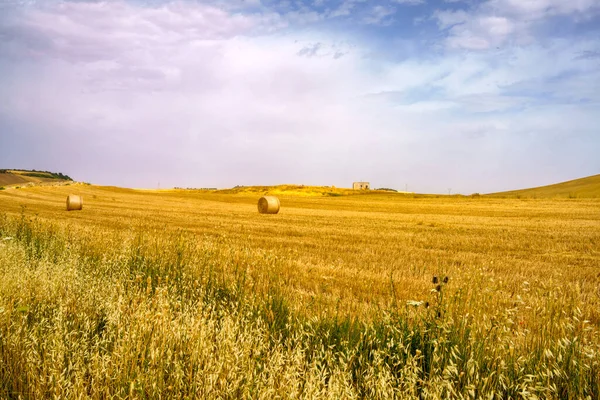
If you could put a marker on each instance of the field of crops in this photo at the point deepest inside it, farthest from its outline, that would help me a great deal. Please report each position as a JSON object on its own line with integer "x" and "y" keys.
{"x": 191, "y": 294}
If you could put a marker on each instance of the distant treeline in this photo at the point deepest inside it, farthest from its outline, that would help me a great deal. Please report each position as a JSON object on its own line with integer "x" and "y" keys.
{"x": 39, "y": 174}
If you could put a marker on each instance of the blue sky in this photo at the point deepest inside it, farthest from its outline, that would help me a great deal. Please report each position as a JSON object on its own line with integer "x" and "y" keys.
{"x": 473, "y": 96}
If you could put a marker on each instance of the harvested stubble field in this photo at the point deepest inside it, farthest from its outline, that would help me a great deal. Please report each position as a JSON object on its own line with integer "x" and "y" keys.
{"x": 190, "y": 294}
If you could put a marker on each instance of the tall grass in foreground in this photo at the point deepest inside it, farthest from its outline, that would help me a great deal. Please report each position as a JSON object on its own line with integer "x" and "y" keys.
{"x": 151, "y": 315}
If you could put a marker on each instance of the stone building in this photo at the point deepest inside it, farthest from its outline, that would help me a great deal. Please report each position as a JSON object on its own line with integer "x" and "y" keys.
{"x": 361, "y": 186}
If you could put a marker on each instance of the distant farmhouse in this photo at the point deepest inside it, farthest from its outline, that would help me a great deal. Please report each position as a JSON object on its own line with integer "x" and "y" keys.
{"x": 361, "y": 186}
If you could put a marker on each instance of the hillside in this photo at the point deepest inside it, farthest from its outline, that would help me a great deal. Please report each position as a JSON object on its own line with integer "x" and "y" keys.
{"x": 298, "y": 190}
{"x": 13, "y": 177}
{"x": 578, "y": 188}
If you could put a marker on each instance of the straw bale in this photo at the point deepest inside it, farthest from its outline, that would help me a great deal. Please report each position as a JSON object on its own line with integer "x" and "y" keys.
{"x": 268, "y": 205}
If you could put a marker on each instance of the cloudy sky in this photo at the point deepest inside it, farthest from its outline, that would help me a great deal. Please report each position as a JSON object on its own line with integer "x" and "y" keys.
{"x": 472, "y": 96}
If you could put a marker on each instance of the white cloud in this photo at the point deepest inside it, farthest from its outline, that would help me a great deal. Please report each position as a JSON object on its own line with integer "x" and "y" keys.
{"x": 194, "y": 95}
{"x": 378, "y": 15}
{"x": 410, "y": 2}
{"x": 497, "y": 22}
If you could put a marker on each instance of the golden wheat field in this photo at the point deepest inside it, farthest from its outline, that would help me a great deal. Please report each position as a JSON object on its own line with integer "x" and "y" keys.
{"x": 194, "y": 294}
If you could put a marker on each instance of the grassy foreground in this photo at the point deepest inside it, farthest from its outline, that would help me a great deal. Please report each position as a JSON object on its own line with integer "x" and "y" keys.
{"x": 196, "y": 295}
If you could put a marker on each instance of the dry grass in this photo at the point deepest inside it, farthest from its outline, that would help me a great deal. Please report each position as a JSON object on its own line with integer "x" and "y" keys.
{"x": 140, "y": 295}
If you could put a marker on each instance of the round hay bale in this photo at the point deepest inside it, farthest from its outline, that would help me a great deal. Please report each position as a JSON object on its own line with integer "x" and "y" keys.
{"x": 268, "y": 205}
{"x": 74, "y": 202}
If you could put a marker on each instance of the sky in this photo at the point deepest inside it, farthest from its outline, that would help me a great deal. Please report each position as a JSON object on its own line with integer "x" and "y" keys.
{"x": 433, "y": 96}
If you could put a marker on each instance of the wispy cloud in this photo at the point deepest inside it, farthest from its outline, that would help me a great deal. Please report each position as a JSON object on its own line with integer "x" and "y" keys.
{"x": 217, "y": 94}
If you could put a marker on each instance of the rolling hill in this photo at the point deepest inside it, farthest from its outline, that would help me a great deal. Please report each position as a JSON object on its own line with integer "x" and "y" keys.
{"x": 578, "y": 188}
{"x": 14, "y": 177}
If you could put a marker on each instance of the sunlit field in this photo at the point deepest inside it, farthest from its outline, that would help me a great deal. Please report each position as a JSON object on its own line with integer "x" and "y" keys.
{"x": 191, "y": 294}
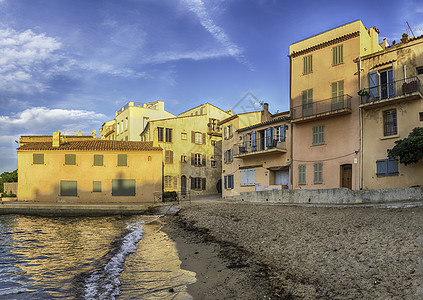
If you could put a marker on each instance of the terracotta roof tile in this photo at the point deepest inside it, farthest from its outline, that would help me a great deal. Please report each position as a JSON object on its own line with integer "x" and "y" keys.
{"x": 91, "y": 145}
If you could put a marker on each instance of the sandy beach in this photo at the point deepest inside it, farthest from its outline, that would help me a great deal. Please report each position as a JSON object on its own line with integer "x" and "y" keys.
{"x": 254, "y": 251}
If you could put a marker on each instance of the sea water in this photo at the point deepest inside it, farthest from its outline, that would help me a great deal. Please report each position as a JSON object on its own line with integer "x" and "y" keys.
{"x": 117, "y": 257}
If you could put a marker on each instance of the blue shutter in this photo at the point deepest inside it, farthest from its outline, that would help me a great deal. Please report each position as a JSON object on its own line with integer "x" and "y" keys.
{"x": 374, "y": 93}
{"x": 382, "y": 167}
{"x": 282, "y": 133}
{"x": 392, "y": 166}
{"x": 253, "y": 141}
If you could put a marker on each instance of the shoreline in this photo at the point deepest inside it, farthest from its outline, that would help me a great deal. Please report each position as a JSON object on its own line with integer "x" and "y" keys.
{"x": 299, "y": 252}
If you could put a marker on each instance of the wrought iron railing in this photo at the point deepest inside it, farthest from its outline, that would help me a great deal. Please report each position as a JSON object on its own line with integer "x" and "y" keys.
{"x": 324, "y": 106}
{"x": 389, "y": 90}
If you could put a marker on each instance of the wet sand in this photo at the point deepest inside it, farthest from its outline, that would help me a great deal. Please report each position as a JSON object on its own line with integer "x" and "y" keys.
{"x": 253, "y": 251}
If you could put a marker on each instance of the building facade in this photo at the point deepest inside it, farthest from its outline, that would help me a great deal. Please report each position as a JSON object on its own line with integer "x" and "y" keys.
{"x": 325, "y": 106}
{"x": 132, "y": 119}
{"x": 391, "y": 105}
{"x": 191, "y": 145}
{"x": 88, "y": 171}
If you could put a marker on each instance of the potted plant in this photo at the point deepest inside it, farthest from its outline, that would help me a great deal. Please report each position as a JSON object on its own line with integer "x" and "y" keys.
{"x": 365, "y": 95}
{"x": 404, "y": 38}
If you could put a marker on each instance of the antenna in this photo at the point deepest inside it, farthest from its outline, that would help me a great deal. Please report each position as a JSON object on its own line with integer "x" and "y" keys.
{"x": 410, "y": 28}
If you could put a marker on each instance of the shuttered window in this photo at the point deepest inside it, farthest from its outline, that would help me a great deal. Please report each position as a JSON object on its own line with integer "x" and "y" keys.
{"x": 247, "y": 177}
{"x": 301, "y": 174}
{"x": 318, "y": 173}
{"x": 122, "y": 160}
{"x": 98, "y": 159}
{"x": 307, "y": 64}
{"x": 387, "y": 167}
{"x": 96, "y": 186}
{"x": 70, "y": 159}
{"x": 123, "y": 187}
{"x": 318, "y": 135}
{"x": 68, "y": 188}
{"x": 337, "y": 55}
{"x": 38, "y": 158}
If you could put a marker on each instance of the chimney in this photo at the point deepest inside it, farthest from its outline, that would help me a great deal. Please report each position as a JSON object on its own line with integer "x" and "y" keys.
{"x": 56, "y": 139}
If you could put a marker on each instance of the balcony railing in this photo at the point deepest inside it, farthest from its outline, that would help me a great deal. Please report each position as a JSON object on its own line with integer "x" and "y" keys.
{"x": 261, "y": 146}
{"x": 328, "y": 106}
{"x": 400, "y": 88}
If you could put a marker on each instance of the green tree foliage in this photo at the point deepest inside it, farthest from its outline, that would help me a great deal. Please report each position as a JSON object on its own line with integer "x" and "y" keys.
{"x": 410, "y": 149}
{"x": 8, "y": 177}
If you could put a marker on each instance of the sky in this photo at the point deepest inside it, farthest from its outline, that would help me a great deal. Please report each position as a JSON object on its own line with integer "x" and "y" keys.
{"x": 70, "y": 64}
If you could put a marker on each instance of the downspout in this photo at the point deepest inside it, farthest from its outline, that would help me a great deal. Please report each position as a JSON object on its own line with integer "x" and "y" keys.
{"x": 291, "y": 177}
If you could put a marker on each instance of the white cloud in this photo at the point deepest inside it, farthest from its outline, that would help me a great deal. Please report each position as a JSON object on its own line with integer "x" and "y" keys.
{"x": 41, "y": 119}
{"x": 198, "y": 7}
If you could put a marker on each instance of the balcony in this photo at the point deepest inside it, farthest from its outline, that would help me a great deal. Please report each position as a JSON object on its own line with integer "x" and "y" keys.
{"x": 260, "y": 147}
{"x": 389, "y": 93}
{"x": 336, "y": 106}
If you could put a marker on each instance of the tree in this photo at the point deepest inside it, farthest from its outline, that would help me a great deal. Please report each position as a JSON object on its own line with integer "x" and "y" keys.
{"x": 8, "y": 177}
{"x": 410, "y": 149}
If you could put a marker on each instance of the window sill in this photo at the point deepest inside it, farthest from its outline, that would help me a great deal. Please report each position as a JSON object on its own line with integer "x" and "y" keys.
{"x": 395, "y": 136}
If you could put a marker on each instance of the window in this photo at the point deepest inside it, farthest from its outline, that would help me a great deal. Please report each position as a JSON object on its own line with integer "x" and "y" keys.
{"x": 229, "y": 182}
{"x": 307, "y": 102}
{"x": 98, "y": 160}
{"x": 337, "y": 55}
{"x": 247, "y": 177}
{"x": 38, "y": 159}
{"x": 386, "y": 167}
{"x": 122, "y": 160}
{"x": 318, "y": 173}
{"x": 68, "y": 188}
{"x": 160, "y": 133}
{"x": 70, "y": 159}
{"x": 123, "y": 187}
{"x": 337, "y": 95}
{"x": 168, "y": 157}
{"x": 390, "y": 122}
{"x": 169, "y": 135}
{"x": 96, "y": 186}
{"x": 318, "y": 135}
{"x": 307, "y": 64}
{"x": 301, "y": 174}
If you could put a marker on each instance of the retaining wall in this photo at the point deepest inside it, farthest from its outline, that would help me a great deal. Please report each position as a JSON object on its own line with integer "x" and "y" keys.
{"x": 332, "y": 196}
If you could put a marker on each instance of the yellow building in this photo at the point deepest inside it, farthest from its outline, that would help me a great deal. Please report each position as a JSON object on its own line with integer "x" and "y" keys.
{"x": 392, "y": 105}
{"x": 131, "y": 119}
{"x": 230, "y": 165}
{"x": 88, "y": 170}
{"x": 257, "y": 157}
{"x": 325, "y": 106}
{"x": 191, "y": 145}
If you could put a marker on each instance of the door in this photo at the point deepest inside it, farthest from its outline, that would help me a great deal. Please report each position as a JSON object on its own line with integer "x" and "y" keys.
{"x": 183, "y": 185}
{"x": 346, "y": 176}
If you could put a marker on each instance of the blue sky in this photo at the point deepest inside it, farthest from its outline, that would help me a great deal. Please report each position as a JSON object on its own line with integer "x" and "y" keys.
{"x": 69, "y": 64}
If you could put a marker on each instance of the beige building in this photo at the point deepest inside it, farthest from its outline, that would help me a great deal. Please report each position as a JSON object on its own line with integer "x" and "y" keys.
{"x": 191, "y": 145}
{"x": 391, "y": 105}
{"x": 88, "y": 170}
{"x": 257, "y": 157}
{"x": 132, "y": 119}
{"x": 325, "y": 106}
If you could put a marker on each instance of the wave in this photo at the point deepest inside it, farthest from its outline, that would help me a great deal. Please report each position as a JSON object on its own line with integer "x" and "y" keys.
{"x": 104, "y": 284}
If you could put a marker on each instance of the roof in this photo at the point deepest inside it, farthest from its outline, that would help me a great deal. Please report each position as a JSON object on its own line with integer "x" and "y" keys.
{"x": 264, "y": 123}
{"x": 94, "y": 145}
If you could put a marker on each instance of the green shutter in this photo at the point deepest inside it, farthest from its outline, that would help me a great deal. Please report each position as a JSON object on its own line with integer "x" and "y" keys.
{"x": 70, "y": 159}
{"x": 98, "y": 159}
{"x": 38, "y": 159}
{"x": 68, "y": 188}
{"x": 123, "y": 187}
{"x": 96, "y": 186}
{"x": 122, "y": 160}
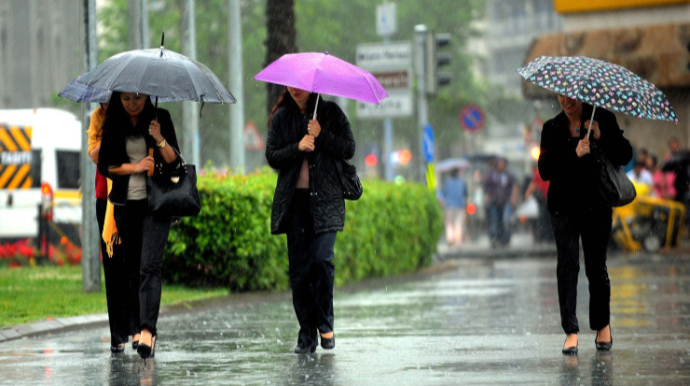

^^^^^^^^^^^^^^^^

● **What to work on**
Could you collect every line of the items above that contains the string "bale", treating uppercase and lowercase as different?

● **Answer to the exercise**
If you could put a marker on each instance of the straw bale in this photo at the point deepest inside it, farthest from its outline, that would help me a great deal. Please report each position as a JSON object on its own line with integer "x" and "y" keys.
If you could put a marker on each instance of the round hay bale in this photo at the point deepest inside it, farthest from its outline, that would help me a great deal. Please report each position as a JSON object on its own line with integer "x" and "y" keys.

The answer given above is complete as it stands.